**REQUIREMENT 1**.
Answer these questions from the passage on the Eastman and NC State design studios:
(a) What kind of shipping did one studio apply the Chrysalis technology to?
(b) What is Eastman's Cerfis™ technology?
(c) When did Eastman executives take part in design thinking training at the College of Design?
**REQUIREMENT 2**. Write the next part of the passage on the Eastman and NC State design collaboration, starting after its final sentence.

**SOURCE DOCUMENT**.
Another studio explored the same Chrysalis technology but applied to cold-chain shipping. Students explored the use of thermal isolation panels to develop packaging with built-in refrigeration to change the logistics of shipping pharmaceutical products that need to remain cold in transport, such as blood, vaccines, and other medications. 

Using Eastman’s Cerfis™ technology, which is a polymer coating system for wood products, students iterated designs for modular outdoor furniture, enhanced hospital furnishings, ready-to-assemble furniture, and sound-dampening panels for residential applications.

As part of the inaugural studios, executives from Eastman and the NC State leadership attended Innovation Day in May of 2013, where students exhibited their final projects. 

Continued Collaboration 

At the College of Design, Eastman Executives participated in training focused on design thinking in fall 2014 to increase awareness of how technology could leverage design. The hope was to further develop the nexus of work between considering the design connection to human experience, viability and execution through technology, and the market viability through business.

**PROVIDED MATERIAL**.
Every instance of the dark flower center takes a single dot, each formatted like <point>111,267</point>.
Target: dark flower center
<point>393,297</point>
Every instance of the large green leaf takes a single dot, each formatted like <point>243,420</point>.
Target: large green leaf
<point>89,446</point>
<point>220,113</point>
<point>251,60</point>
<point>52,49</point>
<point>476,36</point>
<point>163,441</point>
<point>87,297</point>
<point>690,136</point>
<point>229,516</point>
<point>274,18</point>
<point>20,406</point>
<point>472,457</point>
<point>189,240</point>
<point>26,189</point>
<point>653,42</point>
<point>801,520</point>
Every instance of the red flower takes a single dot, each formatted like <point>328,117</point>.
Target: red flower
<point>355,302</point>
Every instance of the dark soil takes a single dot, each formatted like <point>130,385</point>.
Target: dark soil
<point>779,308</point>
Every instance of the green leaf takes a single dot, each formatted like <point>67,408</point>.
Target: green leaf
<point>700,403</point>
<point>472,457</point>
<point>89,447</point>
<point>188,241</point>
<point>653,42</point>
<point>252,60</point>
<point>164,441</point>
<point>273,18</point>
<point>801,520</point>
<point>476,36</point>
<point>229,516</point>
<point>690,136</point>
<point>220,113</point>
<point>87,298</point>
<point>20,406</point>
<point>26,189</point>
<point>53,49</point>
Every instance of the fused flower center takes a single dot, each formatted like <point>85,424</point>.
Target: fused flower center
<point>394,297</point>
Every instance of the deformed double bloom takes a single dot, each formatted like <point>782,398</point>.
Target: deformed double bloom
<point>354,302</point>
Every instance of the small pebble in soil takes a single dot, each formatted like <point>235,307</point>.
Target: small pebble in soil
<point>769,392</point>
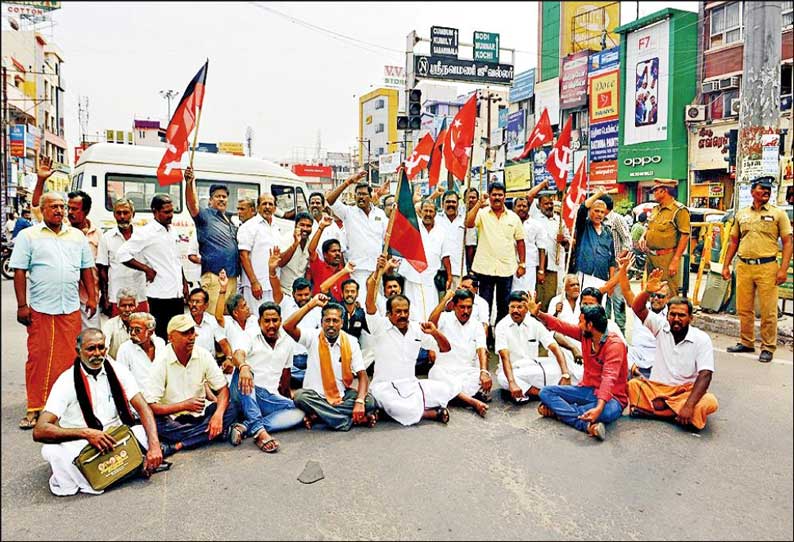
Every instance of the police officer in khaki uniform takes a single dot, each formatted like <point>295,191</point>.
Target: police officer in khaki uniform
<point>755,234</point>
<point>667,235</point>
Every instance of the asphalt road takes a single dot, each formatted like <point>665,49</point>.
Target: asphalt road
<point>513,475</point>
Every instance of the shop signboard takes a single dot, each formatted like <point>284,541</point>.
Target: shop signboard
<point>573,83</point>
<point>647,76</point>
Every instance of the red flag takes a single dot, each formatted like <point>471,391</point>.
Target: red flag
<point>406,239</point>
<point>436,158</point>
<point>179,128</point>
<point>541,134</point>
<point>559,160</point>
<point>419,159</point>
<point>460,138</point>
<point>575,196</point>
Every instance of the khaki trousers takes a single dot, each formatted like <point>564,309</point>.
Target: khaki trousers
<point>663,262</point>
<point>752,280</point>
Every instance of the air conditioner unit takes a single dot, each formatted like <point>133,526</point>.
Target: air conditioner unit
<point>735,106</point>
<point>729,83</point>
<point>695,113</point>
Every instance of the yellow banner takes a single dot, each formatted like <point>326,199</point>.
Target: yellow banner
<point>587,28</point>
<point>518,177</point>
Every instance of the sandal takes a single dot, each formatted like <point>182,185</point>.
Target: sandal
<point>442,415</point>
<point>262,444</point>
<point>28,422</point>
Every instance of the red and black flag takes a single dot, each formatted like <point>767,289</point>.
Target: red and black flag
<point>179,128</point>
<point>405,240</point>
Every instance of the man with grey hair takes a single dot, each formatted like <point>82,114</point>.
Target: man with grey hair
<point>113,275</point>
<point>51,258</point>
<point>117,329</point>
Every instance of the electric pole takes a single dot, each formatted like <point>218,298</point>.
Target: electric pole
<point>759,114</point>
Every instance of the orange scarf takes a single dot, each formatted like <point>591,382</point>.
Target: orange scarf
<point>327,370</point>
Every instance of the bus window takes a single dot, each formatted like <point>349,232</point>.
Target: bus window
<point>140,189</point>
<point>237,191</point>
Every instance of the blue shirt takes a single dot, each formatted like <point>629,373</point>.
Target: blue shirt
<point>53,261</point>
<point>595,253</point>
<point>217,238</point>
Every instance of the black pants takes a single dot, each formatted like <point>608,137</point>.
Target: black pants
<point>502,286</point>
<point>163,310</point>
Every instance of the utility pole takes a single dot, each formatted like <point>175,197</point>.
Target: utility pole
<point>760,97</point>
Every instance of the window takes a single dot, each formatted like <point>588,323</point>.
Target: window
<point>237,191</point>
<point>140,189</point>
<point>726,24</point>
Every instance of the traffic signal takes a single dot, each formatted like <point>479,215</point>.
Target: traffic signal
<point>413,120</point>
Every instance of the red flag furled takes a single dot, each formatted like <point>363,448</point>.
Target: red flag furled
<point>436,157</point>
<point>575,196</point>
<point>179,128</point>
<point>559,160</point>
<point>405,240</point>
<point>419,159</point>
<point>460,138</point>
<point>541,134</point>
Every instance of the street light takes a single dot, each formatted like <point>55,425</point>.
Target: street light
<point>168,94</point>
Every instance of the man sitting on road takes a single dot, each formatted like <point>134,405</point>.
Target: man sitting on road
<point>601,395</point>
<point>93,396</point>
<point>334,358</point>
<point>397,341</point>
<point>175,391</point>
<point>682,367</point>
<point>465,367</point>
<point>261,382</point>
<point>523,373</point>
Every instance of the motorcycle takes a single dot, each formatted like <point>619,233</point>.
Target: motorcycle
<point>5,258</point>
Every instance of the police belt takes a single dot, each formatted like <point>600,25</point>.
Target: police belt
<point>758,261</point>
<point>660,252</point>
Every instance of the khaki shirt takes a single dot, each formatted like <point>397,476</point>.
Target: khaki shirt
<point>758,231</point>
<point>666,225</point>
<point>496,243</point>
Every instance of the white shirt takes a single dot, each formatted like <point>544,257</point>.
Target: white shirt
<point>134,359</point>
<point>456,231</point>
<point>395,353</point>
<point>308,324</point>
<point>258,237</point>
<point>119,275</point>
<point>156,246</point>
<point>313,379</point>
<point>62,400</point>
<point>365,233</point>
<point>465,340</point>
<point>435,249</point>
<point>677,364</point>
<point>533,238</point>
<point>267,363</point>
<point>521,340</point>
<point>208,332</point>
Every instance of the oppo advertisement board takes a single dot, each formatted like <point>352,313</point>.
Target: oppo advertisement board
<point>647,76</point>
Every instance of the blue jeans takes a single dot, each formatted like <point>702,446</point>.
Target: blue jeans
<point>264,410</point>
<point>570,402</point>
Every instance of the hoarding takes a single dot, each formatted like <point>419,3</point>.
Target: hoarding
<point>647,76</point>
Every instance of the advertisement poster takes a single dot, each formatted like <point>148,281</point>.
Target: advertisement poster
<point>516,135</point>
<point>647,75</point>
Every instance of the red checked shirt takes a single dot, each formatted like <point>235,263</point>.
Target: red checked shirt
<point>606,371</point>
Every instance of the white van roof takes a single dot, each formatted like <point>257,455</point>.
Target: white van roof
<point>132,155</point>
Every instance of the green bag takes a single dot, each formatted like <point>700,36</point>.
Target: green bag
<point>103,470</point>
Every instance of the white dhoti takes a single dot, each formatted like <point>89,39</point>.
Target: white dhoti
<point>66,479</point>
<point>406,400</point>
<point>538,373</point>
<point>423,297</point>
<point>459,378</point>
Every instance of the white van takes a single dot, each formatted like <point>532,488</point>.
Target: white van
<point>108,171</point>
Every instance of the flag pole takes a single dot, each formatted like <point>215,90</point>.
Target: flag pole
<point>195,137</point>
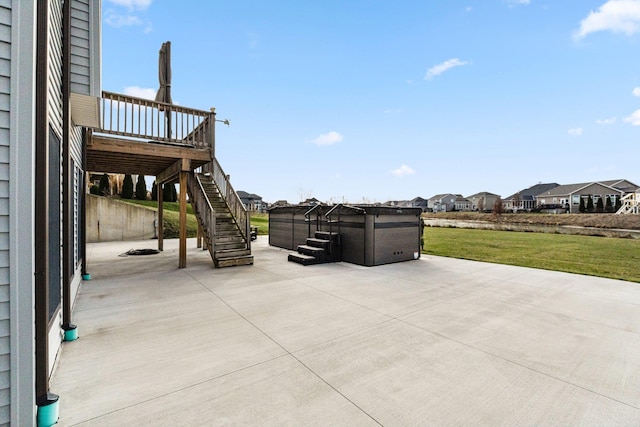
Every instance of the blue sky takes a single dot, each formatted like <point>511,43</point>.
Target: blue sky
<point>375,100</point>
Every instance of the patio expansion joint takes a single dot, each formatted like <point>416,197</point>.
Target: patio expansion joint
<point>287,351</point>
<point>513,362</point>
<point>181,389</point>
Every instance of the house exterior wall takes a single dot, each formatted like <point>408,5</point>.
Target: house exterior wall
<point>594,190</point>
<point>17,183</point>
<point>17,196</point>
<point>5,130</point>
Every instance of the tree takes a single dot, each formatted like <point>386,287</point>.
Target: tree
<point>154,191</point>
<point>498,207</point>
<point>169,193</point>
<point>127,187</point>
<point>105,187</point>
<point>141,188</point>
<point>608,206</point>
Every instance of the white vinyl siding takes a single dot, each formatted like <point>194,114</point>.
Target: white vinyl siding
<point>5,103</point>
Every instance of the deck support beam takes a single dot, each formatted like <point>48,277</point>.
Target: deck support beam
<point>160,192</point>
<point>182,262</point>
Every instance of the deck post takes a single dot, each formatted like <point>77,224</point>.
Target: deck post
<point>160,191</point>
<point>182,263</point>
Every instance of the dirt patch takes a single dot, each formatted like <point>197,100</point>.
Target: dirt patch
<point>627,222</point>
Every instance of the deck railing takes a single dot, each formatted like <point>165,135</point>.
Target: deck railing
<point>133,117</point>
<point>235,205</point>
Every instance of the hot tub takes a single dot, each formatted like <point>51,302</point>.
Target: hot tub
<point>368,235</point>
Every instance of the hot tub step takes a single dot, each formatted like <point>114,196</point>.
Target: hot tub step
<point>304,259</point>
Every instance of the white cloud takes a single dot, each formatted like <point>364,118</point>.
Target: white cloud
<point>609,121</point>
<point>618,16</point>
<point>132,4</point>
<point>403,170</point>
<point>118,21</point>
<point>329,138</point>
<point>634,118</point>
<point>441,68</point>
<point>140,92</point>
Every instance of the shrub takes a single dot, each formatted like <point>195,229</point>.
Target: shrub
<point>105,186</point>
<point>141,188</point>
<point>154,191</point>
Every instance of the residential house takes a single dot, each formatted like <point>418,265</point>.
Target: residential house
<point>483,201</point>
<point>525,200</point>
<point>311,202</point>
<point>569,195</point>
<point>417,202</point>
<point>252,202</point>
<point>462,203</point>
<point>41,204</point>
<point>442,202</point>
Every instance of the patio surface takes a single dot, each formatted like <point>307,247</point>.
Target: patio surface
<point>436,341</point>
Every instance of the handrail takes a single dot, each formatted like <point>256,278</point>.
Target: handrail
<point>234,203</point>
<point>203,206</point>
<point>307,216</point>
<point>134,117</point>
<point>340,206</point>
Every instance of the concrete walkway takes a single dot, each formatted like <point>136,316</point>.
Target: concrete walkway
<point>435,341</point>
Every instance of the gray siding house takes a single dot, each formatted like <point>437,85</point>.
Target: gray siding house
<point>442,202</point>
<point>483,201</point>
<point>571,194</point>
<point>41,189</point>
<point>525,200</point>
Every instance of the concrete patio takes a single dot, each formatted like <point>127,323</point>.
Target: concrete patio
<point>435,341</point>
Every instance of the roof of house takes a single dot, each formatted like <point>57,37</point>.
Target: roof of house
<point>483,194</point>
<point>616,184</point>
<point>529,193</point>
<point>248,196</point>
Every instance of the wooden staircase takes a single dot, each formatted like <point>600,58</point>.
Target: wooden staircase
<point>225,236</point>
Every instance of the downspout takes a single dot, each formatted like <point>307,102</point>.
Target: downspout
<point>47,402</point>
<point>83,206</point>
<point>70,331</point>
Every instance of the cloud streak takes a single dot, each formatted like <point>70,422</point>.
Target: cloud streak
<point>633,119</point>
<point>436,70</point>
<point>402,171</point>
<point>328,138</point>
<point>618,16</point>
<point>132,4</point>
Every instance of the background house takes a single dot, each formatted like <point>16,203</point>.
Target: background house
<point>525,200</point>
<point>442,202</point>
<point>569,195</point>
<point>253,202</point>
<point>462,204</point>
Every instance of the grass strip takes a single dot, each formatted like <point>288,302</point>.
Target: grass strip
<point>595,256</point>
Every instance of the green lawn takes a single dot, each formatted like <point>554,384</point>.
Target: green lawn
<point>596,256</point>
<point>261,221</point>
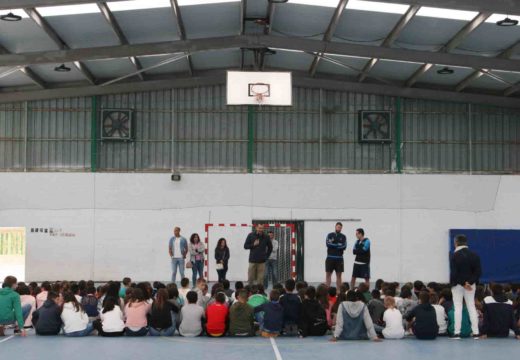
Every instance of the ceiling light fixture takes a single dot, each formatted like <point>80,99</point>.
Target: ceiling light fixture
<point>11,17</point>
<point>62,68</point>
<point>507,22</point>
<point>445,71</point>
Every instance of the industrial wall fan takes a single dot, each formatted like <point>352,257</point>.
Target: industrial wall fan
<point>375,126</point>
<point>117,124</point>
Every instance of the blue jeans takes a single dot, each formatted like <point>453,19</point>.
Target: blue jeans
<point>177,263</point>
<point>26,309</point>
<point>85,332</point>
<point>271,267</point>
<point>198,267</point>
<point>164,332</point>
<point>140,332</point>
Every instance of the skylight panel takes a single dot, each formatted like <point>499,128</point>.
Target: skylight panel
<point>325,3</point>
<point>377,6</point>
<point>68,10</point>
<point>446,13</point>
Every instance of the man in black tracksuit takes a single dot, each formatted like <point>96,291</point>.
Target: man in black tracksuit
<point>465,272</point>
<point>336,244</point>
<point>260,247</point>
<point>362,261</point>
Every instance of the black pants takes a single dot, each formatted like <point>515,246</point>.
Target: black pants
<point>222,273</point>
<point>99,327</point>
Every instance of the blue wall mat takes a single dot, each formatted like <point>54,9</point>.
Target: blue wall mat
<point>499,252</point>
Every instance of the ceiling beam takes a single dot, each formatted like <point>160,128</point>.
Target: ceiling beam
<point>512,89</point>
<point>506,54</point>
<point>258,41</point>
<point>53,35</point>
<point>112,21</point>
<point>35,78</point>
<point>181,29</point>
<point>390,38</point>
<point>511,7</point>
<point>450,45</point>
<point>329,33</point>
<point>214,77</point>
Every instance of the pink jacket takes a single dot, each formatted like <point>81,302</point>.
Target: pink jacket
<point>40,298</point>
<point>28,299</point>
<point>136,314</point>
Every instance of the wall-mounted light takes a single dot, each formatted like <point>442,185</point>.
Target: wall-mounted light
<point>10,17</point>
<point>62,68</point>
<point>445,71</point>
<point>507,22</point>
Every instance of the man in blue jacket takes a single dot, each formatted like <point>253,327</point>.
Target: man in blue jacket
<point>260,248</point>
<point>178,248</point>
<point>362,262</point>
<point>336,244</point>
<point>465,272</point>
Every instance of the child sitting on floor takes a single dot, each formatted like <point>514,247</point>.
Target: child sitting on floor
<point>353,321</point>
<point>192,316</point>
<point>313,319</point>
<point>216,316</point>
<point>46,320</point>
<point>272,322</point>
<point>241,317</point>
<point>393,320</point>
<point>291,304</point>
<point>75,320</point>
<point>423,319</point>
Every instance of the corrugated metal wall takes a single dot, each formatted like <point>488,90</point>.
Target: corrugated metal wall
<point>193,130</point>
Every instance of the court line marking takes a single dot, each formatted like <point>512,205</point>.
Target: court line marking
<point>6,339</point>
<point>277,354</point>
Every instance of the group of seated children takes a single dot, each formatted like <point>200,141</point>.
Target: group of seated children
<point>296,309</point>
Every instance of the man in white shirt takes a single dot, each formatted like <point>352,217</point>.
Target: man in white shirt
<point>271,265</point>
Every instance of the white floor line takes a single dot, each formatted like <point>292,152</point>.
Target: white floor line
<point>277,354</point>
<point>7,338</point>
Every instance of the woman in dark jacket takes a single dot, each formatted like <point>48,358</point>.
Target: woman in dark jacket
<point>222,257</point>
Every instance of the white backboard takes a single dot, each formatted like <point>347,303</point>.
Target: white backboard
<point>278,91</point>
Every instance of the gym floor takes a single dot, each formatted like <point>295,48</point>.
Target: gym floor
<point>59,347</point>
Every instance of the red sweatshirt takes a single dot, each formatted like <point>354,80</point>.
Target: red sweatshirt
<point>216,315</point>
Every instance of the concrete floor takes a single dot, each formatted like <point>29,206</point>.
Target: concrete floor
<point>93,347</point>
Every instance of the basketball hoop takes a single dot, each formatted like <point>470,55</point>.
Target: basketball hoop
<point>259,91</point>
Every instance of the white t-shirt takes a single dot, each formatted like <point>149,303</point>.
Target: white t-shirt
<point>177,248</point>
<point>441,319</point>
<point>394,324</point>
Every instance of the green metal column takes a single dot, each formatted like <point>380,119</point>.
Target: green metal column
<point>93,135</point>
<point>251,137</point>
<point>398,119</point>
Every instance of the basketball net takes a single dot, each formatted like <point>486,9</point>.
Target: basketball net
<point>260,91</point>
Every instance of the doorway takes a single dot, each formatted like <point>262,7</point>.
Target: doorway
<point>12,252</point>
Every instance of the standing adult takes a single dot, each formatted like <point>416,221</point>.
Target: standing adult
<point>222,258</point>
<point>362,261</point>
<point>271,265</point>
<point>260,248</point>
<point>465,272</point>
<point>196,249</point>
<point>178,249</point>
<point>336,244</point>
<point>11,310</point>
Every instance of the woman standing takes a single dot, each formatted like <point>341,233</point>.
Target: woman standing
<point>222,257</point>
<point>196,249</point>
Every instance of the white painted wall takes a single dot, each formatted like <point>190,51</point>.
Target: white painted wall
<point>122,222</point>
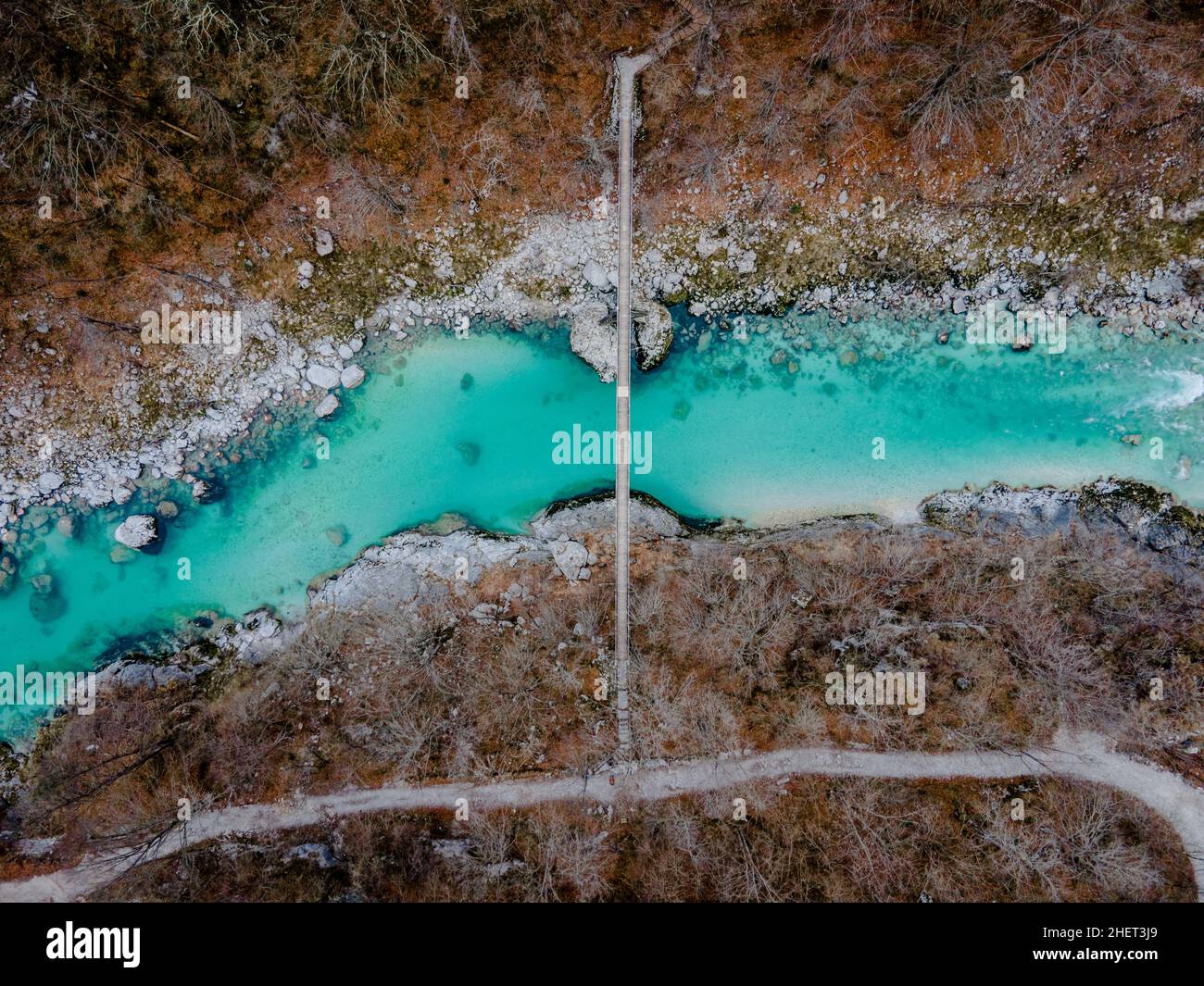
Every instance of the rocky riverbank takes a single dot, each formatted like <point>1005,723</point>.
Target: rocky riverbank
<point>570,540</point>
<point>304,343</point>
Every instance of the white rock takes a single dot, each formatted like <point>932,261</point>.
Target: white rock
<point>48,481</point>
<point>321,376</point>
<point>137,531</point>
<point>594,339</point>
<point>595,273</point>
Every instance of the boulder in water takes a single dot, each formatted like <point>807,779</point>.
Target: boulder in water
<point>594,339</point>
<point>207,492</point>
<point>326,406</point>
<point>139,531</point>
<point>654,332</point>
<point>321,376</point>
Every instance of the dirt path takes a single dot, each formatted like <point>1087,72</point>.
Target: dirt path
<point>627,69</point>
<point>1085,756</point>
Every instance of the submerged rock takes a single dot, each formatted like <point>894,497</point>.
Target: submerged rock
<point>594,339</point>
<point>325,377</point>
<point>139,531</point>
<point>326,406</point>
<point>207,490</point>
<point>654,333</point>
<point>1151,518</point>
<point>47,607</point>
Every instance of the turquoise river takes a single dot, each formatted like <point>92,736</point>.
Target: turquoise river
<point>783,425</point>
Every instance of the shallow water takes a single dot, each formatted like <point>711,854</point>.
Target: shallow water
<point>466,425</point>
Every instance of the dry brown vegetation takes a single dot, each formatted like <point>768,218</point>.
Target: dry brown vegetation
<point>357,100</point>
<point>811,840</point>
<point>719,664</point>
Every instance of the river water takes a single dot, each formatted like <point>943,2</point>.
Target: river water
<point>805,418</point>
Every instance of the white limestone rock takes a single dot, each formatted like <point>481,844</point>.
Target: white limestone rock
<point>350,377</point>
<point>325,377</point>
<point>594,339</point>
<point>137,531</point>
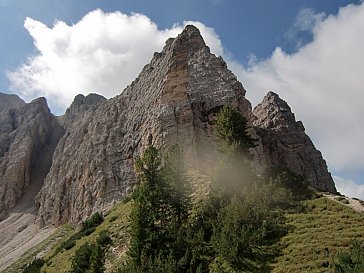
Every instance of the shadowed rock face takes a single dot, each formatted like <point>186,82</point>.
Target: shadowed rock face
<point>173,100</point>
<point>8,101</point>
<point>27,136</point>
<point>284,143</point>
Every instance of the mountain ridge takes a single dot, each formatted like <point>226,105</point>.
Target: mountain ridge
<point>173,100</point>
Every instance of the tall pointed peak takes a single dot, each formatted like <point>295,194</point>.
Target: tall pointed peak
<point>190,38</point>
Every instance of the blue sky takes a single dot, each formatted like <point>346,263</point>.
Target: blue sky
<point>309,52</point>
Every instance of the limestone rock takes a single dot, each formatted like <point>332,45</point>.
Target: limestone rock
<point>284,143</point>
<point>27,135</point>
<point>8,101</point>
<point>172,100</point>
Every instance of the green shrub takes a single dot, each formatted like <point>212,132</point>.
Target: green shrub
<point>69,244</point>
<point>81,260</point>
<point>88,231</point>
<point>351,261</point>
<point>103,239</point>
<point>95,220</point>
<point>112,219</point>
<point>34,266</point>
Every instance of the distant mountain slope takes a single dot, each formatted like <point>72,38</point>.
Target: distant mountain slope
<point>317,231</point>
<point>173,100</point>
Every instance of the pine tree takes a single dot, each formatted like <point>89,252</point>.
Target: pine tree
<point>97,259</point>
<point>149,216</point>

**RESULT 1**.
(a) Cold-chain shipping.
(b) A polymer coating system for wood products.
(c) In fall 2014.

**RESULT 2**.
Two new projects emerged related to the use of acetate tow, where the industrial design students worked to understand how to revive a dying supply chain and to prevent defects in films being rolled onto a plastic core, demonstrating how students are able to shift their ideation from material use to process applications. Eastman asked students to examine supply chain, production cycles, and interventions for manufacturing.  In the end, this enabled Eastman to examine how machinery not in current use could be used in other applications. 

A New Chapter of Innovation

In 2018, a renewed interest between the College of Design and Eastman led to sponsored studios that explored key Eastman materials and alternative applications for those materials, including compostable containers, refillable cosmetics packaging, and small household appliances

“When a relationship provides value to each participant, it’s easy for it to persist,” says Dawn Mason, global external innovation manager at Eastman. “We hope that our interactions with the College of Design will continue to challenge us with thought-provoking results that enable us to continue to enhance the quality of life in a material way.”

Industrial Design professor Kelly Umstead discussed how different materials could be used for cosmetics packaging in her studio.
Industrial Design professor Kelly Umstead discussed how different materials could be used for cosmetics packaging in her studio.

When the industrial design program moved to new studio spaces at 111 Lampe Dr, the Eastman team invested in the capital project with a named sophomore studio space. 

In fall 2022, students explored Eastman’s interlayer films to identify ways to enhance the user experience, from sound-dampening glass to heads up displays.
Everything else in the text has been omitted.